◆ Exercise description
Your task is to set down the records below again, exactly.

◆ Data to examine

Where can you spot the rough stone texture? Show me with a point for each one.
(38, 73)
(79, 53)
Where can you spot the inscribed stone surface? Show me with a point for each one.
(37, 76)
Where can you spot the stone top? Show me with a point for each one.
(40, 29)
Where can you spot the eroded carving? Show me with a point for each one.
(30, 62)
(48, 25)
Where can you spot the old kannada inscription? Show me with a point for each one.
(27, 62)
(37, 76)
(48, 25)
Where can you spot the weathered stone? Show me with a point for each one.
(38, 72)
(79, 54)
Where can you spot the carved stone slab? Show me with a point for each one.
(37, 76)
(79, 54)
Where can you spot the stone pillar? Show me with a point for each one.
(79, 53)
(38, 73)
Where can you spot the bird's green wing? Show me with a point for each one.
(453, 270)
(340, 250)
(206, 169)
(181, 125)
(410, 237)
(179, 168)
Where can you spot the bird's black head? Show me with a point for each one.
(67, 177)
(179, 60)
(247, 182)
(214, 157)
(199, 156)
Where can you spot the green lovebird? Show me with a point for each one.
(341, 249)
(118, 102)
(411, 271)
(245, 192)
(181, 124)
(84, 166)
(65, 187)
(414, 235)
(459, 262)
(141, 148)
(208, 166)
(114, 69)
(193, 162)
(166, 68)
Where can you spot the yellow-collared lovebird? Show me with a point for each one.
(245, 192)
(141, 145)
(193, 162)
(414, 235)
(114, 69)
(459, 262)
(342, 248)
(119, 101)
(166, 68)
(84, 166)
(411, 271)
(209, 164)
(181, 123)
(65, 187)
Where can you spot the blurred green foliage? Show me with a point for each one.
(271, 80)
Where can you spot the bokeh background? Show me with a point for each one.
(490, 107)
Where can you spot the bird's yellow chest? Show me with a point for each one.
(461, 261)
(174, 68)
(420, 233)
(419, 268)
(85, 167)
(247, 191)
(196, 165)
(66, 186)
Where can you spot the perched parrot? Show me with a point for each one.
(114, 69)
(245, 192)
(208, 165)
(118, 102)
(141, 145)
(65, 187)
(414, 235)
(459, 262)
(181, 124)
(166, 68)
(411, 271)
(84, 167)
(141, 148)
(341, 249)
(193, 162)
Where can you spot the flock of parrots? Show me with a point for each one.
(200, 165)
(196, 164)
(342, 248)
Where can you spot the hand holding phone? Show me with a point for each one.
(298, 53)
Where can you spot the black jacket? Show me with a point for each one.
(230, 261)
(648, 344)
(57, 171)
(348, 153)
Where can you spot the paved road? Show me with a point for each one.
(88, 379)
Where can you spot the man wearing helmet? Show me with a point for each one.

◆ Answer for the task
Where can you spot the rough stone texture? Show me with a point for each one.
(38, 73)
(79, 53)
Where can you spot the inscribed stone surface? Show me with a point for each one.
(37, 76)
Where can you spot the stone top? Show me with a point for each one.
(40, 29)
Where can you spot the eroded carving? Show me with a point for each one.
(30, 62)
(48, 25)
Where can you spot the old kannada inscription? Show me with a point for each one.
(27, 62)
(37, 76)
(48, 25)
Where can you spot the weathered stone? Show me with a point for each one.
(38, 72)
(79, 54)
Where can you spot the carved stone slab? Show me with a point for each one.
(37, 76)
(79, 54)
Where can you spot the stone pillar? Show me with a point for each one.
(79, 53)
(38, 73)
Where can you spot the bird's green wing? Show me with a point for each one.
(453, 270)
(340, 250)
(206, 169)
(181, 125)
(410, 237)
(179, 168)
Where can you spot the bird's black head? Show me with a point for each one.
(67, 177)
(179, 60)
(247, 182)
(214, 157)
(199, 156)
Where can you spot the green lovebird? Show me with a point for each one.
(341, 249)
(118, 102)
(411, 271)
(245, 192)
(181, 124)
(84, 166)
(65, 187)
(414, 235)
(459, 262)
(141, 148)
(208, 166)
(114, 69)
(193, 162)
(166, 68)
Where can you spot the yellow-collared lovebird? Show me with a point for each one.
(245, 192)
(141, 145)
(193, 162)
(414, 235)
(114, 69)
(459, 262)
(342, 248)
(119, 101)
(166, 68)
(84, 166)
(411, 271)
(209, 164)
(181, 123)
(65, 187)
Where can you spot the blurred green foliage? Show me with a point for each one.
(271, 80)
Where can you spot the bokeh background? Show me with a point for each one.
(490, 107)
Where can you spot the bird's yellow chest? Show me with a point for each one.
(461, 261)
(174, 68)
(420, 233)
(419, 268)
(85, 167)
(247, 191)
(196, 165)
(66, 186)
Where can you spot the perched parrot? Show me with a point for each one.
(114, 69)
(245, 192)
(208, 165)
(118, 102)
(141, 145)
(65, 187)
(414, 235)
(459, 262)
(181, 124)
(166, 68)
(411, 271)
(84, 167)
(141, 148)
(341, 249)
(193, 162)
Where can you spot the flock of parrots? Show me with a point for each one.
(200, 165)
(196, 164)
(342, 248)
Where can you spot the hand holding phone? Show me with a point for each one.
(298, 53)
Where can you spot the black jacket? Show me with a point for each one.
(230, 261)
(648, 344)
(57, 171)
(348, 153)
Where can you spot the paved road? Show me with a point for each one.
(88, 379)
Where can you spot the man wearing helmet? Show me with a point for each one.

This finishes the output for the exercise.